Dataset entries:
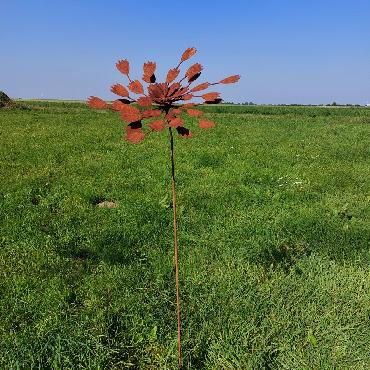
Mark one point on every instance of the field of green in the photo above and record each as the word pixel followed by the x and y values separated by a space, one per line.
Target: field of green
pixel 274 235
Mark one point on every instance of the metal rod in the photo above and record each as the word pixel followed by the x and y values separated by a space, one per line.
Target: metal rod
pixel 176 248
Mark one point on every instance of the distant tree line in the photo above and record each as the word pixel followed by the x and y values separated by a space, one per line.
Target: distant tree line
pixel 333 104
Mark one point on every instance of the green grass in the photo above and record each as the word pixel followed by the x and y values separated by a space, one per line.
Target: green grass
pixel 274 232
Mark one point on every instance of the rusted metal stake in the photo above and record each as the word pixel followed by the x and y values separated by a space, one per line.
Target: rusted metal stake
pixel 176 247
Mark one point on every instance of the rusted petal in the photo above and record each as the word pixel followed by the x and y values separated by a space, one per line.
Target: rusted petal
pixel 120 90
pixel 134 125
pixel 187 97
pixel 136 87
pixel 172 74
pixel 144 101
pixel 123 66
pixel 184 132
pixel 230 80
pixel 97 103
pixel 118 104
pixel 157 125
pixel 205 124
pixel 175 122
pixel 188 53
pixel 193 71
pixel 173 88
pixel 151 113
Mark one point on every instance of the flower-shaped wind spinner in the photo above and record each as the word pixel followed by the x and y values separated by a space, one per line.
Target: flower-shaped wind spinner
pixel 163 105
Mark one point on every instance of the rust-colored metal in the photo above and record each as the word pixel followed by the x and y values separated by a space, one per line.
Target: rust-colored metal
pixel 161 106
pixel 176 251
pixel 164 97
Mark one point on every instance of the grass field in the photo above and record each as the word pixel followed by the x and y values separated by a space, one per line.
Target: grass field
pixel 274 233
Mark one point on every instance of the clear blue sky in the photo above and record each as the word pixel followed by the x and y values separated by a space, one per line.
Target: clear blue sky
pixel 301 51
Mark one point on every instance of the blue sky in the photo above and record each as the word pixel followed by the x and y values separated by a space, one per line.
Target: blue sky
pixel 286 51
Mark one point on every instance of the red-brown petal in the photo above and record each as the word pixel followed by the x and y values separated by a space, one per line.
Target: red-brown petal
pixel 187 97
pixel 136 87
pixel 120 90
pixel 205 124
pixel 230 80
pixel 117 105
pixel 175 122
pixel 151 113
pixel 193 70
pixel 172 74
pixel 97 103
pixel 123 66
pixel 144 101
pixel 188 53
pixel 157 125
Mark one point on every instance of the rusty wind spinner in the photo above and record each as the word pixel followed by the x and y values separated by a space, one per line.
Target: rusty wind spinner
pixel 159 108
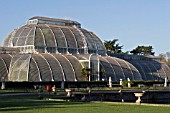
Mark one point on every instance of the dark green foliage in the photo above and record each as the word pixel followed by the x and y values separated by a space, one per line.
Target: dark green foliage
pixel 112 46
pixel 143 50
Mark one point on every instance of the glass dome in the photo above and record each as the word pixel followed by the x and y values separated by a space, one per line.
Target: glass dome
pixel 50 35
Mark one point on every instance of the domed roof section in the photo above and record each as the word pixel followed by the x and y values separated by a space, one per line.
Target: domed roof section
pixel 50 35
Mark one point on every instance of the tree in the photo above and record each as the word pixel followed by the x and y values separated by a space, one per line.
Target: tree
pixel 112 46
pixel 165 58
pixel 143 50
pixel 85 73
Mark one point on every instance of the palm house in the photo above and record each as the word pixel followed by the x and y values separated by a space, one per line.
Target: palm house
pixel 49 49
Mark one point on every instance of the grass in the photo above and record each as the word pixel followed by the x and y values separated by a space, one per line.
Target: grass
pixel 31 104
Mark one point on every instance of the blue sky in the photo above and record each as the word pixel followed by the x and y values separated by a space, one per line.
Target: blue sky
pixel 133 22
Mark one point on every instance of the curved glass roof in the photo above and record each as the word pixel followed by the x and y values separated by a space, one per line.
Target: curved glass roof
pixel 46 37
pixel 5 60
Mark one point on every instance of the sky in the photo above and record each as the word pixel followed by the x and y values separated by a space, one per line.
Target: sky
pixel 132 22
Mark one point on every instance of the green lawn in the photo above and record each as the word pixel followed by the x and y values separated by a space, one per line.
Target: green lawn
pixel 31 104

## What to do
The answer must be the entries above, printed exactly, with no pictures.

## Solution to this exercise
Mark one point on every instance of the field of green in the photo above and record each as the word pixel followed by the x and y values separated by a space, one per line.
Target: field of green
pixel 274 235
Mark one point on every instance of the metal rod in the photo above and record each as the word pixel followed by the x and y values separated by a space, one per line.
Target: metal rod
pixel 176 248
Mark one point on every instance of the distant tree line in the photo above and record each as the word pixel followed by the x and y values separated by a space, one per line.
Target: distant tree line
pixel 333 104
Mark one point on every instance of the green grass in the photo above and record each as the word pixel followed by the x and y values separated by a space, one per line.
Target: green grass
pixel 274 232
Mark one point on every instance of the rusted metal stake in the photo above and record each as the word pixel followed by the x and y values separated by a space, one per line.
Target: rusted metal stake
pixel 176 247
Mark one point on every instance of the rusted petal in the photo above and record each as the word pixel followed by the x and y values separated by a space, one per line.
Target: rusted petal
pixel 120 90
pixel 134 125
pixel 187 97
pixel 136 87
pixel 172 74
pixel 144 101
pixel 123 66
pixel 184 132
pixel 230 80
pixel 97 103
pixel 118 104
pixel 157 125
pixel 205 124
pixel 175 122
pixel 188 53
pixel 193 71
pixel 173 88
pixel 151 113
Mark one point on every instance of the flower-shaped wind spinner in the photo above and record each as the word pixel followed by the x and y values separated by a space, one per line.
Target: flower-shaped wind spinner
pixel 163 105
Mark one point on every instance of the rust-colored metal in the photo above and record each as the word pixel followed by the x and y values separated by a space, one per line.
Target: rust-colored metal
pixel 161 106
pixel 176 251
pixel 164 97
Mark one point on every instance of the grass field in the photo above and record each as the word pixel followed by the x and y values separated by a space, one per line.
Target: grass field
pixel 274 233
Mark one point on every instance of the clear blue sky in the photo above and record each as the word pixel followed by the x and y values separated by a space, one per line.
Target: clear blue sky
pixel 301 51
Mark one point on every instance of the blue sky in the photo above and record each as the word pixel followed by the x and y values separated by a space, one per line.
Target: blue sky
pixel 286 51
Mark one point on every instance of the red-brown petal in the photo above and record each as the word pixel followed by the x and y values separated by a space, one per line.
Target: red-brown petal
pixel 187 97
pixel 136 87
pixel 120 90
pixel 205 124
pixel 230 80
pixel 117 105
pixel 175 122
pixel 151 113
pixel 193 70
pixel 172 74
pixel 97 103
pixel 123 66
pixel 144 101
pixel 188 53
pixel 157 125
Mark one point on every instance of the rusty wind spinner in the photo above and record each as the word pixel followed by the x and y values separated by a space, one per line.
Target: rusty wind spinner
pixel 159 108
Mark one point on every instance of the dark green foliage in the photo above and record each as the word pixel followed by the x and y values separated by a space, one per line.
Target: dark green foliage
pixel 112 46
pixel 143 50
Mark one point on every instance of the glass dome in the photo above and record each as the word pixel followed by the x and y values separated by a space, one per line.
Target: glass dome
pixel 50 35
Mark one point on every instance of the domed roof section in the photo above and record each as the word pixel followed by the x and y values separated by a space, one per line.
Target: domed roof section
pixel 50 35
Mark one point on every instance of the tree in the photo above and record each as the word pixel followed by the x and y values separated by a space, one per line.
Target: tree
pixel 112 46
pixel 165 58
pixel 143 50
pixel 85 73
Mark one point on every instance of the palm house in the photo above and record each as the word pixel followed by the x and y values separated by a space, one per line.
Target: palm house
pixel 49 49
Mark one point on every instance of the grass in the photo above and record each as the word pixel followed by the x and y values separated by a space, one per line.
Target: grass
pixel 31 104
Mark one point on every instance of the blue sky in the photo above and record each as the word pixel followed by the x and y values separated by a space, one per line.
Target: blue sky
pixel 133 22
Mark one point on every instance of the curved glass roof in the photo above and record each as the word pixel followed by the x and y values separated by a space, one per line.
Target: curved glass roof
pixel 46 37
pixel 5 60
Mark one point on every instance of the sky in the photo above and record each as the word pixel followed by the x and y values separated by a space, one per line.
Target: sky
pixel 132 22
Mark one point on every instance of the green lawn in the photo above and record each as the word pixel followed by the x and y values separated by a space, one per line.
Target: green lawn
pixel 31 104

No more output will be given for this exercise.